- _Task_:
Output the entries underneath exactly as they are.

- _Extracted data_:
▼▼▼
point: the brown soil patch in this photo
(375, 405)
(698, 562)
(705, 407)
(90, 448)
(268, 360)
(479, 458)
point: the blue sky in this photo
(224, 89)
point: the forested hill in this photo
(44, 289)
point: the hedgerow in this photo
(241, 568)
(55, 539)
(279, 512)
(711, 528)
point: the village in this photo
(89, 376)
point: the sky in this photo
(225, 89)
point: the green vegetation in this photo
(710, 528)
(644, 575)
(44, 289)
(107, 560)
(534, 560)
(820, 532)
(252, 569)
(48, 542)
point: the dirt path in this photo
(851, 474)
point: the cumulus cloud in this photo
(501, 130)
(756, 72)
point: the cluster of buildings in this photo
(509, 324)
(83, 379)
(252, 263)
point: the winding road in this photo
▲▲▲
- _Your response_:
point: the brown soil patch in this photo
(375, 405)
(698, 562)
(705, 407)
(90, 448)
(268, 360)
(479, 458)
point: the blue sky in this photo
(224, 89)
point: the forested hill in this photo
(44, 289)
point: the hedgerow in this photo
(241, 568)
(55, 539)
(279, 512)
(711, 528)
point: the village in this photo
(89, 376)
point: the sky in this photo
(225, 89)
point: the green vegetation in this photo
(710, 528)
(644, 575)
(44, 289)
(107, 560)
(534, 560)
(820, 532)
(252, 569)
(48, 542)
point: the dirt path in this photo
(851, 474)
point: the cumulus cloud in this photo
(501, 130)
(756, 72)
point: the cluster of buildings in this photo
(509, 324)
(83, 379)
(252, 263)
point: the winding road in this photo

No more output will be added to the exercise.